■ TASKS TO PERFORM
**A.** Reproduce the book recommendations text word for word, from "In the Year" up to and including "to hear them.".
**B.** Continue the book recommendations text from the point where it stops.

In the Year of the Boar and Jackie Robinson, Bette Bao Lord (1984)
Builds empathy for: immigrants, people who do not speak the dominant language, people from different cultures
Shirley Temple Wong’s elementary school experience in New York City in 1947 captured me from the first page. She and her mother join her father in NYC, building a new life from scratch as Chinese immigrants. She becomes obsessed with baseball, identifying herself with Jackie Robinson. I vividly recall her experience babysitting a pair of Irish twins named Seamus and Sean as she tries to listen to the Dodgers game on the radio. As a kid, I didn’t grasp all of the ethnic, cultural, and racial subtexts. But I now realize this novel built my worldview about immigrants: they’re people with stories, and I want to hear them.
Roll of Thunder, Hear My Cry, Mildred D. Taylor (1976)

Segmentation data:
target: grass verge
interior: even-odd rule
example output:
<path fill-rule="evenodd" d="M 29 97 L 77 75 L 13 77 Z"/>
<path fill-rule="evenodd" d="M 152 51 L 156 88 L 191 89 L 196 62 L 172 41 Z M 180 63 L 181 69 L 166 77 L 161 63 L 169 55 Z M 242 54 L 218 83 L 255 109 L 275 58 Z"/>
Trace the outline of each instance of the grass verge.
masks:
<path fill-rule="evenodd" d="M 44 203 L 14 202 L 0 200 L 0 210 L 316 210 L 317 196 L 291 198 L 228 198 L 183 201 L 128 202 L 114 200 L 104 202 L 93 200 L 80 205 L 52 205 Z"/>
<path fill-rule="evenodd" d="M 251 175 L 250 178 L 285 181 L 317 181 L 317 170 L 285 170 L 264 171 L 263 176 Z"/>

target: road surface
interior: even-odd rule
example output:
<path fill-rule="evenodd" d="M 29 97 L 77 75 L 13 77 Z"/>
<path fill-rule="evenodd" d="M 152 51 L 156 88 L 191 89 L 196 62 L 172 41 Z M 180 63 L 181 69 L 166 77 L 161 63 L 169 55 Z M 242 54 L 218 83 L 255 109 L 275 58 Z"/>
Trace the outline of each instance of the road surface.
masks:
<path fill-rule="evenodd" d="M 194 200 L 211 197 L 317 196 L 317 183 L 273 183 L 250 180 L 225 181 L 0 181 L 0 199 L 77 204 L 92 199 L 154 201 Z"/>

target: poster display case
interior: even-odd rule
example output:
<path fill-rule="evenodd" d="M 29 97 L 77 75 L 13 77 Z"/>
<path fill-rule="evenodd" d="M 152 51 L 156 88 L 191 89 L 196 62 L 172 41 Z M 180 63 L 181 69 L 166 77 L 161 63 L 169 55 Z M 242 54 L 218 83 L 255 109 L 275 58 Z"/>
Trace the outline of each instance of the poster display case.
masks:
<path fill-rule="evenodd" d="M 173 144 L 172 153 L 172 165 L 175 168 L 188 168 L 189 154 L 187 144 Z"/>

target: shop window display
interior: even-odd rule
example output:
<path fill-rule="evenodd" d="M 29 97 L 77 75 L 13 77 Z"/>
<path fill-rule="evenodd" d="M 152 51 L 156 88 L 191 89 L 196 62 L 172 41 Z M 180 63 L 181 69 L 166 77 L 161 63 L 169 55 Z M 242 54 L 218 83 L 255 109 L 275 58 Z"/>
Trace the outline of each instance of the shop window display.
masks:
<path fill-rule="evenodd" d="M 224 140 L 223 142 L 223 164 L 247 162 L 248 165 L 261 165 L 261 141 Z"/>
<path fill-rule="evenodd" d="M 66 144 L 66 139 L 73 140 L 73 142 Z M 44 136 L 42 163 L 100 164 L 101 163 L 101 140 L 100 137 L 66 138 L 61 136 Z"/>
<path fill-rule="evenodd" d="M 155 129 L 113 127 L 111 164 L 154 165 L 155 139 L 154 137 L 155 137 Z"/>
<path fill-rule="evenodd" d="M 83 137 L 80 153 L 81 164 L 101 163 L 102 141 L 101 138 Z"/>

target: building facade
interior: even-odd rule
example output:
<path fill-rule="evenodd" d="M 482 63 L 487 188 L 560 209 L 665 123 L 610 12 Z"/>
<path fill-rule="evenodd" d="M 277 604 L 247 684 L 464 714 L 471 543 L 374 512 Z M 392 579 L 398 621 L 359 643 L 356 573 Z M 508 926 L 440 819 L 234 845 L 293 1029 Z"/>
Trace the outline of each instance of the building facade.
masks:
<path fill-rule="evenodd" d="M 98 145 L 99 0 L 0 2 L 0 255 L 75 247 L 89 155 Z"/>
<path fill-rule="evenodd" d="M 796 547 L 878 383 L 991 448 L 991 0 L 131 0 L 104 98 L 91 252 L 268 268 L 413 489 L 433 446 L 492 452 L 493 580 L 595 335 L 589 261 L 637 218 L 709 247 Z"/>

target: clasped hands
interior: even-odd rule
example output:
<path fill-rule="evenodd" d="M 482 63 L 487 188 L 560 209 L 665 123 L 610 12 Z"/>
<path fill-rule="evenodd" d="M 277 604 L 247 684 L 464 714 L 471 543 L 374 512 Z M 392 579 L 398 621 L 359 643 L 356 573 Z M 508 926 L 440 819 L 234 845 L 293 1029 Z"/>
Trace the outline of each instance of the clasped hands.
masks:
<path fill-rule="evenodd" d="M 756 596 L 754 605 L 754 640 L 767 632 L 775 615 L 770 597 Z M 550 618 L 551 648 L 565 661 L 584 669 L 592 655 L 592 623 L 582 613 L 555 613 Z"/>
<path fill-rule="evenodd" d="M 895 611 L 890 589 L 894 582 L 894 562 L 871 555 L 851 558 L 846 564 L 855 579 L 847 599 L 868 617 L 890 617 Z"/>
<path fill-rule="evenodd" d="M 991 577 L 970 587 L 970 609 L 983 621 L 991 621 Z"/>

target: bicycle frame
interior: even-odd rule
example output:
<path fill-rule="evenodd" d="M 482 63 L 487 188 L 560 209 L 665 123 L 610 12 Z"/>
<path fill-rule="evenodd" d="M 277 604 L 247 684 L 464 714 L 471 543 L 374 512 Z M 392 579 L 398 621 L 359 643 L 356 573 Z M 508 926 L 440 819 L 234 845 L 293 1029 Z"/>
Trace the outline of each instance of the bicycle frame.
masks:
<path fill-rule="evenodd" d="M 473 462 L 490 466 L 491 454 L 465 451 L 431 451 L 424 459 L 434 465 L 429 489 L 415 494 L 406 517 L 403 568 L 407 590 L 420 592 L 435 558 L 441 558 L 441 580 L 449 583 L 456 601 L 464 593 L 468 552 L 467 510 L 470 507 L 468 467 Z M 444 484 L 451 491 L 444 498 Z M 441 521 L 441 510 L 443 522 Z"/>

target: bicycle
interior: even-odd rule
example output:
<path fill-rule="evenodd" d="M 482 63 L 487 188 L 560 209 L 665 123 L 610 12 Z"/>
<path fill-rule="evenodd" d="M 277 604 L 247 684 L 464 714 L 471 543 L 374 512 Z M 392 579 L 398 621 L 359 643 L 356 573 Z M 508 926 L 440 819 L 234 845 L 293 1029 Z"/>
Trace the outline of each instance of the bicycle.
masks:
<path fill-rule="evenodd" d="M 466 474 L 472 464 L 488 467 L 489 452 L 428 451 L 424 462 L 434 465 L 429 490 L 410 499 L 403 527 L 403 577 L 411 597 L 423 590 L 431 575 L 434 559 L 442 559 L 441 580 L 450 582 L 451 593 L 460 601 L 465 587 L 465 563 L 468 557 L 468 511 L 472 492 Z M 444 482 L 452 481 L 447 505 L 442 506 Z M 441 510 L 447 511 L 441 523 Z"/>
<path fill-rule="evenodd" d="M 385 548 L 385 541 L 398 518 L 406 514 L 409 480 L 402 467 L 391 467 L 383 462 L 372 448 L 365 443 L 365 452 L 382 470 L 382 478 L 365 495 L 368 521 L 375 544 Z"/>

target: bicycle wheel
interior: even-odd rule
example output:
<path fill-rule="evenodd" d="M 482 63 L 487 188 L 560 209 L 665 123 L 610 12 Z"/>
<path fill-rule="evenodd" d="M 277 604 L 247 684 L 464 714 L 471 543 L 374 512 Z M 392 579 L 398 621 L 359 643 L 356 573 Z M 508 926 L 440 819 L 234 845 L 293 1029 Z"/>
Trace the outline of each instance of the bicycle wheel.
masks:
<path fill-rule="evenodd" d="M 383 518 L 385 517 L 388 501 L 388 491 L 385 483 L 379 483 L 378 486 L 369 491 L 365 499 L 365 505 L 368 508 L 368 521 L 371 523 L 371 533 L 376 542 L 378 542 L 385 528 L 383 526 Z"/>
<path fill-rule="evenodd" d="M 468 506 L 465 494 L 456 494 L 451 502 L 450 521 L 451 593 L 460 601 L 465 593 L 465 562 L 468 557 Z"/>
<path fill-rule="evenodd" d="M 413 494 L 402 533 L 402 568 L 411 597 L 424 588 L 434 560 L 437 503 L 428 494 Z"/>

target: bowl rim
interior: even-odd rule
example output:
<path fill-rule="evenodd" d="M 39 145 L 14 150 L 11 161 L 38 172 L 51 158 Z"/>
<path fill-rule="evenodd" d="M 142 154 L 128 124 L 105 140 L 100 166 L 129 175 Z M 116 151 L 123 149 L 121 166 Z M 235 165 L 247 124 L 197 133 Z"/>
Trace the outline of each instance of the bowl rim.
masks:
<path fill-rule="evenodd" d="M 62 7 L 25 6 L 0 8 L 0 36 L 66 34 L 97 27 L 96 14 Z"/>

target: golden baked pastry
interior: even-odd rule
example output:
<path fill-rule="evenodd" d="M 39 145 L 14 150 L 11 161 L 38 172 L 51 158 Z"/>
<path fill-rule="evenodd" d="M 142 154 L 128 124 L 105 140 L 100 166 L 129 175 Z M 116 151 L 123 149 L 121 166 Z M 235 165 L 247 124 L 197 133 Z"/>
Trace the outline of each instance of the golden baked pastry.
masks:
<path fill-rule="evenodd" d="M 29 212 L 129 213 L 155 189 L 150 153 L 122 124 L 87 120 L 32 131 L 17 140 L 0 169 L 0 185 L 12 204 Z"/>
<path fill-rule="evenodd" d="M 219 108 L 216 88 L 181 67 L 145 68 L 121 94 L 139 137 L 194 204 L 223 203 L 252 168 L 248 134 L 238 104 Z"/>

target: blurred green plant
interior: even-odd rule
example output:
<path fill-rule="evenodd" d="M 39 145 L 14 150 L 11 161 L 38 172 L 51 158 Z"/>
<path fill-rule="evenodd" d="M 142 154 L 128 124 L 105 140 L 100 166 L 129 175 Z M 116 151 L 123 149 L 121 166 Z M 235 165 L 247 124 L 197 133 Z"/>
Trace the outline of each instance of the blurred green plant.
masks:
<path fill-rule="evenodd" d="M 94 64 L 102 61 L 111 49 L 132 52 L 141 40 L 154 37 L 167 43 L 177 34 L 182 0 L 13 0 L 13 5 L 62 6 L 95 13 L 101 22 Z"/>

■ ANSWERS FOR THE TASKS
**A.**
In the Year of the Boar and Jackie Robinson, Bette Bao Lord (1984)
Builds empathy for: immigrants, people who do not speak the dominant language, people from different cultures
Shirley Temple Wong’s elementary school experience in New York City in 1947 captured me from the first page. She and her mother join her father in NYC, building a new life from scratch as Chinese immigrants. She becomes obsessed with baseball, identifying herself with Jackie Robinson. I vividly recall her experience babysitting a pair of Irish twins named Seamus and Sean as she tries to listen to the Dodgers game on the radio. As a kid, I didn’t grasp all of the ethnic, cultural, and racial subtexts. But I now realize this novel built my worldview about immigrants: they’re people with stories, and I want to hear them.

**B.**
Builds empathy for: Black people, economically oppressed people, bullied people, victims of violence and their families
Set in Mississippi in 1933, Cassie Logan’s story is powerful. She and her family fight to keep their land, which is not only property to them, but is also their independence, future, and home. Roll of Thunder examines economics in rural towns where minorities have limited economic options. The novel deals with people being burned alive and lynched, which gave me an early experience of phenomenological grief. Cassie’s story must be read, digested, and remembered for the continued reformation of American society. As I read news reports about community and national tragedies, my heart returns to this book as I celebrate how far we’ve come and face how far we have to go.
The Witch of Blackbird Pond, Elizabeth George Speare (1958)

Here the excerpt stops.